Your assignment:
Could you reproduce all of the records exactly?

Stored data entries:

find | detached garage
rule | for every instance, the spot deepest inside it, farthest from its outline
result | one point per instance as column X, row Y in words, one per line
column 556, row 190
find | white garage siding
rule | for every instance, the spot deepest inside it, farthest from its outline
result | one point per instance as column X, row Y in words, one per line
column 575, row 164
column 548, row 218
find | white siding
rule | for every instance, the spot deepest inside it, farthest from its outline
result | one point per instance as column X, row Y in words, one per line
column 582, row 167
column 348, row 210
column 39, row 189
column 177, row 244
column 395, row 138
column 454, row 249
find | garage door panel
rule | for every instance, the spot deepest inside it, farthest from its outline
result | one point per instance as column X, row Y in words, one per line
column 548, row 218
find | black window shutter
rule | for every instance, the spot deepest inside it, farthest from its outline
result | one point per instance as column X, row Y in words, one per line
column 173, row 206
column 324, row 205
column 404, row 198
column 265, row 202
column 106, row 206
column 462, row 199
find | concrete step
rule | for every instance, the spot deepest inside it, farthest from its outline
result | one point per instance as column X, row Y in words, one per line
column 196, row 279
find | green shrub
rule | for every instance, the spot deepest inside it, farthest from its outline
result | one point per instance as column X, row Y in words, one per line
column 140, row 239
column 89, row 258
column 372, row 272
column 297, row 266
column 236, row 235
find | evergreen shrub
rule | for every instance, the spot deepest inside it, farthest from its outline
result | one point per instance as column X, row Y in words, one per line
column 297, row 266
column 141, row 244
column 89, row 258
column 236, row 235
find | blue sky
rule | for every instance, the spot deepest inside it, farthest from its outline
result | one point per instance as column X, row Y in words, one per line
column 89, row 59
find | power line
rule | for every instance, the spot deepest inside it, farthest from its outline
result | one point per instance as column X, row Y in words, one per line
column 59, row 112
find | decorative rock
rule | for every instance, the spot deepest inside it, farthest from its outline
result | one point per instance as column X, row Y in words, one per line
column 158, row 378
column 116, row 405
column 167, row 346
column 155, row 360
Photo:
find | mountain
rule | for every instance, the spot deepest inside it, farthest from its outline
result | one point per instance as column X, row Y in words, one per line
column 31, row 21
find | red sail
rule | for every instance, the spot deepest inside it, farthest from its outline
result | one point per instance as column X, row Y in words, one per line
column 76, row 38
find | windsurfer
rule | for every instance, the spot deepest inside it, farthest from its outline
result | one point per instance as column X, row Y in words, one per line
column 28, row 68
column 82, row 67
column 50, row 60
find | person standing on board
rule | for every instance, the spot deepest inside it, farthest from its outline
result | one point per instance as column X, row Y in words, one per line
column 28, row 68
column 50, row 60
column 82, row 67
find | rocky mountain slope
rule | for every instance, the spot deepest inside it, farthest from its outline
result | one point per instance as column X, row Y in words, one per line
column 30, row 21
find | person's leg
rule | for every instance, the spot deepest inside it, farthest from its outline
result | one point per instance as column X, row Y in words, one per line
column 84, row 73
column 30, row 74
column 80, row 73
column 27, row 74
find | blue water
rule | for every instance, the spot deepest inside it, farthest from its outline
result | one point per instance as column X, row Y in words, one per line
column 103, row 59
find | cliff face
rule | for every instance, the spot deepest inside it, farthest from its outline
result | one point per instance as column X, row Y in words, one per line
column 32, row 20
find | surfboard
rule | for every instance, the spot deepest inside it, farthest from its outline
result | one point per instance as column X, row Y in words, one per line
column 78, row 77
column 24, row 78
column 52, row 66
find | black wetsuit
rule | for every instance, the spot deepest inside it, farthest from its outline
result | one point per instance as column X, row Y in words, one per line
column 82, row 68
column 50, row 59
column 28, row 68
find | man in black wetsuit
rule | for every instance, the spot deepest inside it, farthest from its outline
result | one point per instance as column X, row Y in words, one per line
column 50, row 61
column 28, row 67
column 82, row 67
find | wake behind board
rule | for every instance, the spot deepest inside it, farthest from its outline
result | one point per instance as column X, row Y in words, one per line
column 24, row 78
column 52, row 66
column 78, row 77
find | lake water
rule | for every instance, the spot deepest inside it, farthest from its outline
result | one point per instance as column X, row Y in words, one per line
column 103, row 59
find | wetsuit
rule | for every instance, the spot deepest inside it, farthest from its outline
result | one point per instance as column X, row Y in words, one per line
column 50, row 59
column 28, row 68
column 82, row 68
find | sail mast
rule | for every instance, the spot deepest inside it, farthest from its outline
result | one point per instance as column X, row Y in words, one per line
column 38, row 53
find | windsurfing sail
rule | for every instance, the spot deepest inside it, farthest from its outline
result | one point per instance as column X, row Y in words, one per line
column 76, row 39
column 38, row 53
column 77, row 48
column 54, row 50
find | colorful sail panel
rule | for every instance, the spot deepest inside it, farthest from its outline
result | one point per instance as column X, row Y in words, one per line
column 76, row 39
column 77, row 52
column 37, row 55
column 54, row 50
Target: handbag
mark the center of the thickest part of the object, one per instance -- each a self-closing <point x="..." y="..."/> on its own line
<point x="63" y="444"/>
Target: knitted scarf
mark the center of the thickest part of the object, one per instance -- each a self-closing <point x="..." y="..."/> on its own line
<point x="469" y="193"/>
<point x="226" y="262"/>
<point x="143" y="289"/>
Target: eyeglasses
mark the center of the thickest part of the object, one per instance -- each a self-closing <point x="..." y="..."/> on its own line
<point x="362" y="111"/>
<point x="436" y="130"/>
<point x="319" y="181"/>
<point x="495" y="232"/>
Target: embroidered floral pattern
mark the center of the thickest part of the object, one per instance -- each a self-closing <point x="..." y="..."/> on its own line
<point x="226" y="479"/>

Your solution:
find | detached garage
rule | for every instance, the spot deepest inside it, farthest from its outline
result | one point per instance as column X, row Y in words, one per line
column 556, row 190
find | white garage siding
rule | for every instance, the spot deepest inside it, farthest from its outline
result | one point per instance as column X, row Y in words, one per line
column 575, row 164
column 548, row 218
find | white siding
rule | for every instance, the spot deepest inside it, farthest from its outline
result | one point per instance as column X, row Y in words, one per line
column 582, row 167
column 348, row 210
column 39, row 189
column 177, row 244
column 395, row 138
column 454, row 249
find | garage door panel
rule | for every instance, the spot deepest inside it, farthest from its outline
result | one point per instance as column X, row Y in words, one per line
column 548, row 218
find | black window shutter
rule | for every instance, the spot deepest inside it, farthest from its outline
result | one point per instance as column X, row Y in words, one per line
column 173, row 206
column 324, row 205
column 404, row 198
column 265, row 202
column 106, row 206
column 462, row 199
find | concrete step
rule | for every instance, the spot deepest inside it, farthest from its outline
result | one point per instance as column X, row Y in words, one per line
column 196, row 279
find | green shrub
rule | for every instance, the spot deepest inside it, farthest from its outline
result | one point per instance as column X, row Y in words, one per line
column 140, row 239
column 89, row 258
column 372, row 272
column 297, row 266
column 236, row 235
find | evergreen shrub
rule | for every instance, the spot deepest inside it, farthest from its outline
result | one point per instance as column X, row Y in words, one per line
column 297, row 266
column 141, row 244
column 89, row 258
column 236, row 235
find | blue sky
rule | for every instance, the spot deepest inside it, farthest from its outline
result | one point per instance as column X, row Y in words, one per line
column 89, row 59
find | power line
rule | for every instance, the spot deepest inside it, farthest from its outline
result | one point per instance as column X, row Y in words, one per line
column 59, row 112
find | decorative rock
rule | for every instance, the spot deepest inside it, farthest from its outline
result | one point per instance as column X, row Y in words, one per line
column 158, row 378
column 116, row 405
column 167, row 346
column 155, row 360
Photo:
find | mountain
rule | for every instance, the spot deepest inside it, farthest from its outline
result | one point per instance as column X, row Y in words, one per line
column 31, row 21
find | red sail
rule | for every instance, the spot deepest inside it, farthest from its outline
result | one point per instance as column X, row Y in words, one per line
column 76, row 38
find | windsurfer
rule | for every instance, the spot deepest inside it, farthest from its outline
result | one point per instance as column X, row Y in words, one per line
column 28, row 68
column 82, row 67
column 50, row 60
find | person standing on board
rule | for every instance, the spot deepest inside it, farthest from its outline
result | one point per instance as column X, row Y in words, one per line
column 28, row 68
column 50, row 60
column 82, row 67
find | rocky mountain slope
rule | for every instance, the spot deepest inside it, farthest from its outline
result | one point per instance as column X, row Y in words, one per line
column 30, row 21
find | person's leg
rule | for every instance, the spot deepest inside it, farthest from its outline
result | one point per instance as column X, row Y in words, one per line
column 84, row 73
column 30, row 74
column 80, row 73
column 27, row 74
find | blue water
rule | for every instance, the spot deepest inside it, farthest from its outline
result | one point per instance as column X, row Y in words, one per line
column 103, row 59
find | cliff face
rule | for every instance, the spot deepest inside it, farthest from its outline
result | one point per instance as column X, row Y in words, one per line
column 32, row 20
find | surfboard
rule | for every instance, the spot deepest inside it, farthest from its outline
result | one point per instance as column X, row Y in words, one per line
column 78, row 77
column 24, row 78
column 52, row 66
find | black wetsuit
rule | for every instance, the spot deepest inside it, farthest from its outline
result | one point per instance as column X, row Y in words, one per line
column 82, row 68
column 50, row 59
column 28, row 68
find | man in black wetsuit
rule | for every instance, the spot deepest inside it, farthest from its outline
result | one point per instance as column X, row Y in words, one per line
column 50, row 61
column 28, row 67
column 82, row 67
find | wake behind board
rule | for every instance, the spot deepest inside it, farthest from its outline
result | one point per instance as column X, row Y in words, one per line
column 24, row 78
column 52, row 66
column 78, row 77
find | lake water
rule | for every instance, the spot deepest inside it, farthest from its outline
result | one point per instance as column X, row Y in words, one per line
column 103, row 59
find | wetsuit
rule | for every instance, the spot deepest inside it, farthest from its outline
result | one point per instance as column X, row Y in words, one per line
column 50, row 59
column 28, row 68
column 82, row 68
find | sail mast
rule | for every instance, the spot deepest inside it, farthest from its outline
result | one point per instance as column X, row Y in words, one per line
column 38, row 53
find | windsurfing sail
rule | for every instance, the spot deepest inside it, farthest from its outline
result | one point per instance as column X, row Y in words, one per line
column 76, row 39
column 38, row 53
column 77, row 48
column 54, row 50
find | colorful sail panel
rule | for every instance, the spot deepest inside it, farthest from its outline
result | one point per instance as column X, row Y in words, one per line
column 76, row 39
column 77, row 52
column 37, row 55
column 54, row 50
Target: handbag
mark the center of the thickest part of the object, one per instance -- each a self-closing <point x="..." y="..."/> on its own line
<point x="63" y="444"/>
Target: knitted scarf
mark the center of the thickest part of the object, one per instance -- each a self-closing <point x="..." y="..."/> on its own line
<point x="469" y="193"/>
<point x="226" y="262"/>
<point x="143" y="289"/>
Target: eyeglasses
mark the center of the thickest part of the object, one per instance -- each a self-closing <point x="..." y="..."/> on its own line
<point x="362" y="111"/>
<point x="436" y="130"/>
<point x="319" y="181"/>
<point x="495" y="232"/>
Target: embroidered floral pattern
mark the center of the thickest part of the object, one per instance -- each a self-closing <point x="..." y="..."/> on its own line
<point x="226" y="479"/>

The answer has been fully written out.